● **WHAT TO WORK ON**
Pull out each line of the items below that contains the string "field". Case counts.

● **DATA SHOWN**
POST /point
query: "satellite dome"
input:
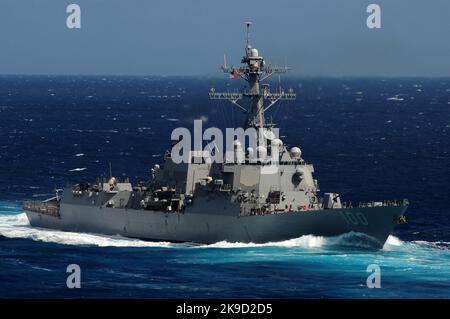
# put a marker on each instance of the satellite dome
(277, 142)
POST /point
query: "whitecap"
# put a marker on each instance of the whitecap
(78, 169)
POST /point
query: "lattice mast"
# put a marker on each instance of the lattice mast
(254, 70)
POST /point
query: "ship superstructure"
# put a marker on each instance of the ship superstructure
(264, 192)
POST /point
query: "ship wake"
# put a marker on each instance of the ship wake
(14, 224)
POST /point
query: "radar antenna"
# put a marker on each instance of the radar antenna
(253, 70)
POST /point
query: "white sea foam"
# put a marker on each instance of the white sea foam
(17, 226)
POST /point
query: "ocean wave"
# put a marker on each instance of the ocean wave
(17, 226)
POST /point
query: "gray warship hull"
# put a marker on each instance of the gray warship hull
(207, 224)
(208, 195)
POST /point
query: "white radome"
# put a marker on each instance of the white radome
(295, 152)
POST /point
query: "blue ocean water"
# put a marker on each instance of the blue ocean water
(370, 139)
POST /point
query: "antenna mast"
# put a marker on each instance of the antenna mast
(254, 70)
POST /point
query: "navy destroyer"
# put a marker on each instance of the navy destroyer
(253, 197)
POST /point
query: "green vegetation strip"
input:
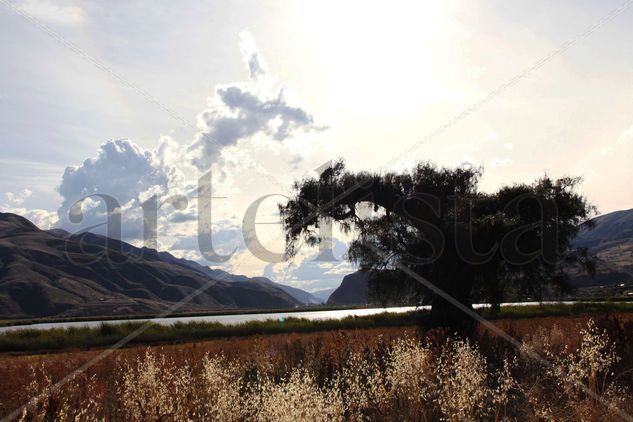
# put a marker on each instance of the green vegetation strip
(31, 340)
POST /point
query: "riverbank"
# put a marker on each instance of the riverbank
(30, 340)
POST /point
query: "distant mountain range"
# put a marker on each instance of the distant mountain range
(352, 291)
(53, 273)
(610, 241)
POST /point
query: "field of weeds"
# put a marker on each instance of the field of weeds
(561, 369)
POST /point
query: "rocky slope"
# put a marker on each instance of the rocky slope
(48, 273)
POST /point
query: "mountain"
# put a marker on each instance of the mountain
(352, 291)
(299, 295)
(324, 294)
(611, 241)
(50, 273)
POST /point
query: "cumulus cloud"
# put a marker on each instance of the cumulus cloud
(245, 110)
(251, 56)
(124, 171)
(18, 198)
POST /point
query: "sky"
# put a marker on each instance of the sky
(134, 99)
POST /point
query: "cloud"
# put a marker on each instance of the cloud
(41, 218)
(251, 56)
(245, 110)
(307, 273)
(18, 198)
(53, 13)
(501, 162)
(626, 137)
(124, 171)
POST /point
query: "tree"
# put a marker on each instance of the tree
(435, 222)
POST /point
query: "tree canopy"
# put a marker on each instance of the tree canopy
(436, 222)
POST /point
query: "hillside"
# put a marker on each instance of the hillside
(48, 273)
(352, 291)
(611, 240)
(299, 295)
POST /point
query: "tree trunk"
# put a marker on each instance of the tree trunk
(445, 314)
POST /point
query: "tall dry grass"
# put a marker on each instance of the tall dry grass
(392, 377)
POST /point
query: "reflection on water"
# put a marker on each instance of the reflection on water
(241, 318)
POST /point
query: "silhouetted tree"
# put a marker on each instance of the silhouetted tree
(435, 222)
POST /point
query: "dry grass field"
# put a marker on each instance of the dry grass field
(362, 374)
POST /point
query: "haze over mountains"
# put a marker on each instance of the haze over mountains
(46, 273)
(610, 241)
(51, 273)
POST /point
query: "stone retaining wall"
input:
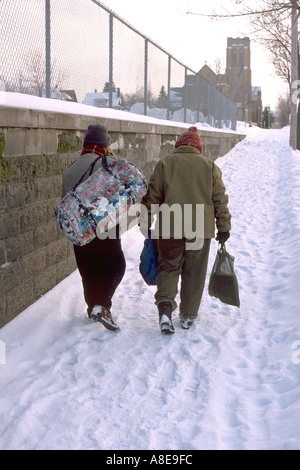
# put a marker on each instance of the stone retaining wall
(35, 148)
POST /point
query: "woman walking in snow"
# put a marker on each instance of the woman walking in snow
(184, 178)
(101, 263)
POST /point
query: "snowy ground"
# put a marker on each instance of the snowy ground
(231, 382)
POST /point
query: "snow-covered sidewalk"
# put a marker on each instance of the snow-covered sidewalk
(231, 382)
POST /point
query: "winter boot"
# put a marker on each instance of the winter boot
(165, 317)
(103, 315)
(186, 322)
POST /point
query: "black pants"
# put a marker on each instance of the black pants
(101, 264)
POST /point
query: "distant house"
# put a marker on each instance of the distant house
(63, 95)
(101, 100)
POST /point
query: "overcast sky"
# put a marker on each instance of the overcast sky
(195, 39)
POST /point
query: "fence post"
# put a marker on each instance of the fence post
(146, 77)
(48, 48)
(169, 87)
(111, 39)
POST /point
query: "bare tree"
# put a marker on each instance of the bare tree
(32, 76)
(275, 22)
(283, 110)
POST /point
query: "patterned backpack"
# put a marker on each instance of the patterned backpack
(101, 201)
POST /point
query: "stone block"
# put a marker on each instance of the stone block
(27, 167)
(33, 215)
(11, 274)
(35, 263)
(45, 235)
(56, 252)
(65, 268)
(10, 223)
(19, 298)
(20, 194)
(19, 246)
(45, 281)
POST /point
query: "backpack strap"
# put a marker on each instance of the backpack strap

● **THE REPLY**
query: "field of weeds"
# put a marker on each instance of the field of weeds
query: "dry grass field"
# put a marker on each instance of the dry grass field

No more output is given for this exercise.